== EXERCISE OBJECTIVE ==
Reproduce word for word the stretch of the South Africa travel article from "The best reason, however, is" through "of 47 million.".

-- SOURCE PASSAGE follows --

Adventure Capital
More than just the darling of Bono and the Bills, South Africa is breaking down barriers—from cosmopolitan Cape Town to the wild superparks of the future. IT'S THE DREAMLIKE, cinematic power of
Africa unfolding yet again. This time, it's late afternoon when the
leopard emerges from the bush, 20 feet away, crossing the sandy wash
with a lazy stride, pelt rippling in the golden light. Then the radio
crackles and we're fishtailing across the 54-square-mile Ngala Private
Game Reserve, on Kruger National Park's western edge. Another cat's
been spotted, and Jimmy Ndubane, our Shangaan tracker, leads us
straight to it. This one is anything but lazy; seconds after we see the
white tip of its tail twitching in the grass, the beast leaps forward
and zigzags explosively through the meadow. We hear its prey, a
mongoose, screaming and, finally, silence. It's awful, it's beautiful,
it's what you came for: Africa forever.
However unforgettable, such classic
safari epiphanies explain only part of South Africa's allure. You could
come for the climbing or surfing, to dive with great white sharks, or
to experience the spectacular two-ocean sailing. (The sleek black hull
of Shosholoza, South Africa's 2007 America's Cup challenger
and the race's first African entrant, was hauled out on the dock across
the harbor from my hotel room in Cape Town.) You could come to beat the
crowds flooding Johannesburg for the 2010 World Cup soccer
finals—though you'll probably miss Oprah's glittery 2006 New Year's Eve
bash.
The best reason, however, is hope—the dream that things can get
better in Africa, that South Africa is leading the way, and that you
can be part of it. A dozen years after the nightmare of apartheid,
South Africa can still be a tough, bitter environment. But Mandela's
vision of a democratic, multiracial African nation is alive and well,
and tourism, once the target of a global boycott, is the
fastest-growing area of the economy, providing 1.2 million jobs for the
country of 47 million.
On a wide-ranging journey through the nation's wild and urban
landscapes, my goal was to max out on the abundant pleasures on offer
while witnessing that transformed face. This meant obligatory visits to
sprawling, hustling Jo'burg and laid-back, spectacular Cape Town,
cities where the street life is set to a booming kwaito beat and
revolutionary history is so fresh it's like 1776 was yesterday. South
Africa, of course, remains happy to outfit you in khaki, mix you a
gin-and-tonic, and make your Hemingway fantasies come true. But in the
bush, too, big ideas are taking shape. The first is black empowerment,
the integration of economic realms long dominated by whites. The second
is South Africa's role in the global movement to create vast
"transfrontier" parks that transcend borders while restoring wildlife
routes.

-- SOURCE PASSAGE concluded --
-- DATA follows --

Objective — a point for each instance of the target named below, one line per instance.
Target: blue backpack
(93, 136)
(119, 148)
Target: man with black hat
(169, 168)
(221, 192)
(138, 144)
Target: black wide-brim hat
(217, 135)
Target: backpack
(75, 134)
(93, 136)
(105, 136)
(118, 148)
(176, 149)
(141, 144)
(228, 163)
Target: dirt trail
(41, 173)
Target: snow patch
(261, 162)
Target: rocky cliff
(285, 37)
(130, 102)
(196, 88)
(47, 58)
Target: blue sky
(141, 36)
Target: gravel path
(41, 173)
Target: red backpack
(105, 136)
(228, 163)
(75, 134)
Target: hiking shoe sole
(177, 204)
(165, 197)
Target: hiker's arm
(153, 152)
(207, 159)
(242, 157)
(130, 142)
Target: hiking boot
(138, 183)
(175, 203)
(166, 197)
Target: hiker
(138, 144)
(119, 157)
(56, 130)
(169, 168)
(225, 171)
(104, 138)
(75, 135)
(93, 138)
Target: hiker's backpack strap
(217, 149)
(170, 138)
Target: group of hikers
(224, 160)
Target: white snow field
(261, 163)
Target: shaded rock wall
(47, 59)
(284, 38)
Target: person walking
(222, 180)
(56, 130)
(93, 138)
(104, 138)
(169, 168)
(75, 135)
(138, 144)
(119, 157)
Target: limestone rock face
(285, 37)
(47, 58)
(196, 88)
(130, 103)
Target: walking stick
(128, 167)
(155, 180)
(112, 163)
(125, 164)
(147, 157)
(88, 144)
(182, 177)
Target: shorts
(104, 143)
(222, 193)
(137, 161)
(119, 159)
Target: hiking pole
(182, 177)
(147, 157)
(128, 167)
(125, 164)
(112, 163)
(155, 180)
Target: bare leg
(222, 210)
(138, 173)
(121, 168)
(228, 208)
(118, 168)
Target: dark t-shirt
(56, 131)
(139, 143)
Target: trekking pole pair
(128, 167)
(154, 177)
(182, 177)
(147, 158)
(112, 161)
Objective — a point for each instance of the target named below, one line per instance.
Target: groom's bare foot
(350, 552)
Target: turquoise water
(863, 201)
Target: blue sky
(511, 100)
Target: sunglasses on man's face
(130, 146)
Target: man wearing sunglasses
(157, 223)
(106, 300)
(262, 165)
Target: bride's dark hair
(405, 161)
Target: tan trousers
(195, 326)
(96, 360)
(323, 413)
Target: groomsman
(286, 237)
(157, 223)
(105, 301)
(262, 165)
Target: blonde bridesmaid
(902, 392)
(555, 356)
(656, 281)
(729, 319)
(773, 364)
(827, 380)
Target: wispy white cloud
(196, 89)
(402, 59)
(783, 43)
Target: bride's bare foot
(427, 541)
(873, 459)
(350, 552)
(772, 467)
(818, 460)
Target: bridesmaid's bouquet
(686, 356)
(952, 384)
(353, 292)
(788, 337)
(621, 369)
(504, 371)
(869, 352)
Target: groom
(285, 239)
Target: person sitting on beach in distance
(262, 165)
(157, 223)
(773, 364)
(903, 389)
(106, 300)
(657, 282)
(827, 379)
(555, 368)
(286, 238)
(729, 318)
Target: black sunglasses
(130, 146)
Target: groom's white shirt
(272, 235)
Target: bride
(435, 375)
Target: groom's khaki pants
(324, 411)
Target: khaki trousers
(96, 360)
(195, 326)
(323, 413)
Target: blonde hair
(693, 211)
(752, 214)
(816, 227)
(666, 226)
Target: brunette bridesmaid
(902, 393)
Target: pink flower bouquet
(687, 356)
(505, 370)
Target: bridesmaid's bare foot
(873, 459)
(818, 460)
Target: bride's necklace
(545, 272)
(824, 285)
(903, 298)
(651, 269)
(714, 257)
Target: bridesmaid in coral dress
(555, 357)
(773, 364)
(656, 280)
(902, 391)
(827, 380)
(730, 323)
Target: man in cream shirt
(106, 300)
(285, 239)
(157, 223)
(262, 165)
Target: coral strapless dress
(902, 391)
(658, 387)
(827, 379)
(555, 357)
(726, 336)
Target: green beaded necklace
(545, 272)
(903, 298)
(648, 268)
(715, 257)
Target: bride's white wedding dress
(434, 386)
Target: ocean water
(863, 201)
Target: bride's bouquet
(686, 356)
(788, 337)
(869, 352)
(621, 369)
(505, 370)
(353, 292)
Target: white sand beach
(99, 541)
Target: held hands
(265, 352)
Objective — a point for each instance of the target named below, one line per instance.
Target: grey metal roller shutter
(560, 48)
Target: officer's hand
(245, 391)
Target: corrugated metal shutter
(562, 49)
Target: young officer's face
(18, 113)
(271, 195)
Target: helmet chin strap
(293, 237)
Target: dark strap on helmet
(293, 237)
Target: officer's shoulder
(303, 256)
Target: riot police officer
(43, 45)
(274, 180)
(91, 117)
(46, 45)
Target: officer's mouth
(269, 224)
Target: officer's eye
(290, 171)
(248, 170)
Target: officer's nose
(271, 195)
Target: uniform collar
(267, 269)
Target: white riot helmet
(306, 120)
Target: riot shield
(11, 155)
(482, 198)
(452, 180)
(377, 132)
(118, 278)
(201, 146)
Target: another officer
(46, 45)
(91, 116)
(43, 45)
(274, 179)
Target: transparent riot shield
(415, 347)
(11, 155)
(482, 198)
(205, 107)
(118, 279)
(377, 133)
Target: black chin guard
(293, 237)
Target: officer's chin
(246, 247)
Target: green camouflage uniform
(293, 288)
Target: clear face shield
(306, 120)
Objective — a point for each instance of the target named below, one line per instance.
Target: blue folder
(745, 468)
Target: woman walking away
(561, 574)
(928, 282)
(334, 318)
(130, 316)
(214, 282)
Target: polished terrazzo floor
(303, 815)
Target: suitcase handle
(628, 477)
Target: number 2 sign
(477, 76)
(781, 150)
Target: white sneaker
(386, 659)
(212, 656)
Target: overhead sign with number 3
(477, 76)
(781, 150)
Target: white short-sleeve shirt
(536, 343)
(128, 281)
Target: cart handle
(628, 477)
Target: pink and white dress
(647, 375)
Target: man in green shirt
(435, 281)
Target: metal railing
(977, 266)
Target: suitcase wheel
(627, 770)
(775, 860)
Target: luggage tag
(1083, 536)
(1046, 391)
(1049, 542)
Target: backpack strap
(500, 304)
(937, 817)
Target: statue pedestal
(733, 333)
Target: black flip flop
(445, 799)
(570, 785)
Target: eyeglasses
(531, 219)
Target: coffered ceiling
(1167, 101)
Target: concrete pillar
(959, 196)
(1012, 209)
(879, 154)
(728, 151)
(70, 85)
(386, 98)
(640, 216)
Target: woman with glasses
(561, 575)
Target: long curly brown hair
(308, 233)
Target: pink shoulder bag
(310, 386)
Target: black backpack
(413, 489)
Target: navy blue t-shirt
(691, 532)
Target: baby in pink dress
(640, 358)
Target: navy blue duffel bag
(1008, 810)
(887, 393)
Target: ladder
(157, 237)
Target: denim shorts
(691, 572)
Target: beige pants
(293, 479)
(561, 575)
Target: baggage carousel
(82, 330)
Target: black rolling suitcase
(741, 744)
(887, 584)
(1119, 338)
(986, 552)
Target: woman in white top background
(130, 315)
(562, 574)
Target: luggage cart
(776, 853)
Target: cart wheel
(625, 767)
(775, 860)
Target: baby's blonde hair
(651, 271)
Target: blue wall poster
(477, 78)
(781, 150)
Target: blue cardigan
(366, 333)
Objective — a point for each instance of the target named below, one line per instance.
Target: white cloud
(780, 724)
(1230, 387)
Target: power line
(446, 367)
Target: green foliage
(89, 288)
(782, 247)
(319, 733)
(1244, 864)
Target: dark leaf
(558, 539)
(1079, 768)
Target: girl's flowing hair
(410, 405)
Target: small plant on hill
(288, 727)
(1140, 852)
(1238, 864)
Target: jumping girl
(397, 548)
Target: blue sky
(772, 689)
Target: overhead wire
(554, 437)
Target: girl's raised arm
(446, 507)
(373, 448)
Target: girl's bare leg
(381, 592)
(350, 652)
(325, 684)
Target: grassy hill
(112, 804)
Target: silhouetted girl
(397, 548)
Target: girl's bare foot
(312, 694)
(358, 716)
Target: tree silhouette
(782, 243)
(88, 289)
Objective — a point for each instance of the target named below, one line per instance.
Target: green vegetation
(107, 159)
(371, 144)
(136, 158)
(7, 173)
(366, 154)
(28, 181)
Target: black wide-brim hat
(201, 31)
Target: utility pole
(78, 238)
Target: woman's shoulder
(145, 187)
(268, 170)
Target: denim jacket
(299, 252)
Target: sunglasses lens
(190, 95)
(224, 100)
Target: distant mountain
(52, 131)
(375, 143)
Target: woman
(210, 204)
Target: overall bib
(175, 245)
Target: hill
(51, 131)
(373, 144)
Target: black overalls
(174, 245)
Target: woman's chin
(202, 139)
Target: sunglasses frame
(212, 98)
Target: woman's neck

-- DATA concluded --

== ANSWER TO THIS PROBLEM ==
The best reason, however, is hope—the dream that things can get
better in Africa, that South Africa is leading the way, and that you
can be part of it. A dozen years after the nightmare of apartheid,
South Africa can still be a tough, bitter environment. But Mandela's
vision of a democratic, multiracial African nation is alive and well,
and tourism, once the target of a global boycott, is the
fastest-growing area of the economy, providing 1.2 million jobs for the
country of 47 million.